Seu objetivo → Redija a parte seguinte do texto sobre a proibição da pulverização aérea de agrotóxicos na APA do Banhado Grande, começando logo após o último parágrafo.

Texto citado →
O Ministério Público enviou, na última semana, um ofício à Secretaria Estadual do Meio Ambiente (Sema) com a recomendação de que seja proibida a pulverização de agrotóxicos com o uso de aviões na lavouras cultivadas dentro da Área de Preservação Ambiental (APA) do Banhado Grande. A recomendação valeria, conforme o MP, a partir do plantio de 2018/2019. O órgão ambiental do Estado ainda não se posicionou sobre a recomendação que pode tornar ilegal o agricultor se seguir com esta prática na região das principais nascentes do Rio Gravataí, mas o promotor especializado, Eduardo Coral Viegas, prega cautela.
— Vamos aguardar a posição da Sema para definirmos exatamente as medidas que serão tomadas. Não queremos causar insegurança jurídica a ninguém. Nada deve ser precipitado — diz o promotor.
Conforme a assessoria de imprensa da secretaria, a recomendação está sendo analisada pelos técnicos. A recomendação, na verdade, é a reiteração do que já havia sido feito dois anos atrás. Em março de 2016, a recomendação foi feita pela promotoria especializada e, sob o pretexto de que não havia tempo hábil para que os produtores se adaptassem, houve um acordo para que a pulverização aérea de agrotóxicos ficasse proibida somente a 250 metros de qualquer recurso hídrico, a 250 metros de qualquer outro cultivo (havia preocupação pela proximidade da área de cultivo de arroz orgânico, no Assentamento Filhos de Sepé), nas proximidades de unidades de conservação e a 500 metros de povoações. Conforme Viegas, foi cumprido. Agora, ele sustenta, a medida é para restringir esse tipo d euso de agrotóxicos em toda a região da APA.
Neste intervalo de dois anos, era preciso que a Sema apresentasse algum plano de manejo da pulverização aérea de agrotóxicos na região. Significaria um estudo completo das consequências nas lavouras e na vegetação nativa, além dos resíduos que chegariam aos mananciais e um controle completo de áreas com uso de agrotóxicos na APA do Banhado Grande. Ao menos ao Comitê de Gerenciamento da Bacia Hidrográfica do Rio Gravataí, nenhum documento deste tipo chegou neste período.

Linhas listadas →
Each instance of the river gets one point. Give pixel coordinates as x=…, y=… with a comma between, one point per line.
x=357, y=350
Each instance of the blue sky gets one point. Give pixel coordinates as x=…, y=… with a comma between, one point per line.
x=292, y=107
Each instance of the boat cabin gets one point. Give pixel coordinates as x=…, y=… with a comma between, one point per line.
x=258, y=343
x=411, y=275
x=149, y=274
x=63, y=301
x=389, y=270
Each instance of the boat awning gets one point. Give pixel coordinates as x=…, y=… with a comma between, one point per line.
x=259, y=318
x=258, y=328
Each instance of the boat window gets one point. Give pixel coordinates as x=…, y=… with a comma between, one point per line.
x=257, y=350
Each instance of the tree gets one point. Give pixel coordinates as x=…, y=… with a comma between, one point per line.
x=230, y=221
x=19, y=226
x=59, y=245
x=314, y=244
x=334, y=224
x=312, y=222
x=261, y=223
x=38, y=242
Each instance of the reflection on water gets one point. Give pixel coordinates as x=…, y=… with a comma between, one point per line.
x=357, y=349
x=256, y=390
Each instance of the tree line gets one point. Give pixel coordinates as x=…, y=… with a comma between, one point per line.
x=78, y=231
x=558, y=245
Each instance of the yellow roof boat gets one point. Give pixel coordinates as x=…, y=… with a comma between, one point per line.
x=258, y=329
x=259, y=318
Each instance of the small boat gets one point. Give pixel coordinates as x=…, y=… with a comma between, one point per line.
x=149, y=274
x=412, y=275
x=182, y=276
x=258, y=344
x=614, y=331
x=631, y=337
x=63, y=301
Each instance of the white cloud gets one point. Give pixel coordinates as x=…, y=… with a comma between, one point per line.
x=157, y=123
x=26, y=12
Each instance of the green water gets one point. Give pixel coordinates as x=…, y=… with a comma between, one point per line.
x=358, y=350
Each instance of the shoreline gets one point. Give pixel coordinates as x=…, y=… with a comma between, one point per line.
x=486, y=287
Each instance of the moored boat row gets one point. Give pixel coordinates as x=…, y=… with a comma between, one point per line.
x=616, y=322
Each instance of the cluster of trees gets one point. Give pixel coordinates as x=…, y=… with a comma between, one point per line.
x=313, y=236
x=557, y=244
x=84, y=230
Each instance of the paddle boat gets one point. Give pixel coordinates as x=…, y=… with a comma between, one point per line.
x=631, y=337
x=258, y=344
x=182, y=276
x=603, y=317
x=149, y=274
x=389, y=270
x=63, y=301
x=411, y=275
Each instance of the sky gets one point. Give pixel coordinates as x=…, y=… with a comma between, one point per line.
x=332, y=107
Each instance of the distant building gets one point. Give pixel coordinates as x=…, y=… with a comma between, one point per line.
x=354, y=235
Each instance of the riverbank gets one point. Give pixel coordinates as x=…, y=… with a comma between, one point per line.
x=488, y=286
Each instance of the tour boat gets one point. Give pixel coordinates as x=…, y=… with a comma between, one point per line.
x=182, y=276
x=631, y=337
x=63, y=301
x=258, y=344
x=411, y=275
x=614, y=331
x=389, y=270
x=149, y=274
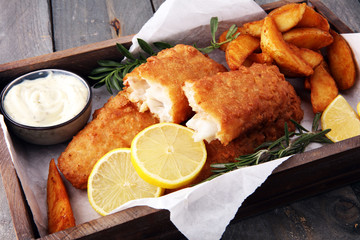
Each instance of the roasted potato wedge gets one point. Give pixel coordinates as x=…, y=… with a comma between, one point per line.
x=263, y=58
x=288, y=16
x=312, y=38
x=285, y=17
x=253, y=28
x=323, y=88
x=307, y=83
x=60, y=214
x=312, y=58
x=312, y=19
x=273, y=44
x=239, y=49
x=341, y=62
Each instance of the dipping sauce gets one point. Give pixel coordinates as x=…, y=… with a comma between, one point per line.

Resposta escrita →
— O problema todo é não sabermos exatamente quem está pulverizando, com que tipo de produto, o tamanho da área e as consequências que podem ter em uma área sensível como o Banhado Grande. O Estado não sabe, ou pelo menos não torna público, isso — critica o presidente do comitê, Sérgio Cardoso.
: Ação contra a pulverização rendeu termos de ajustamento de conduta
O posicionamento do MP é resultado de uma investigação iniciada em 2014, quando imagens de uma área de mata nativa, às margens do Gravataí, foram destruídas pelo veneno aplicado em lavouras de arroz.
Desde então, três inquéritos civis foram movidos contra duas áreas em Viamão e uma em Glorinha, que resultaram em três termos de ajustamento de conduta (TACs) com multa de R$ 250 mil. Havia ainda outras duas investigações iniciadas, contra duas propriedades, sobre o uso de agrotóxicos proibidos no Rio Grande do Sul, em plantios de arroz da região.
A APA compreende as principais áreas remanescentes do banhado formador do Rio Gravataí, entre os territórios de Gravataí, Viamão, Glorinha e Santo Antônio da Patrulha. No coração da área de preservação, está, por exemplo, o Refúgio de Vida Silvestre do Banhado dos Pachecos — esta, uma área de preservação permanente. Lá, os vizinhos da áea de 2,5 mil hectares de reserva são os produtores de arroz orgânico, do assentamento, e duas grandes propriedades com plantação de arroz.
O perigo da soja
Não há registros recentes, ao menos na vizinhança do refúgio, de pulverização aérea de agrotóxicos, mas há uma preocupação crescente dos ecologistas engajados na preservação da fauna e flora nas nascentes do Rio Gravataí: o avanço da soja. E aí, o problema é semelhante ao da pulverização aérea. Nâo é conhecida a área total de cultivo de soja na região de nascentes do rio.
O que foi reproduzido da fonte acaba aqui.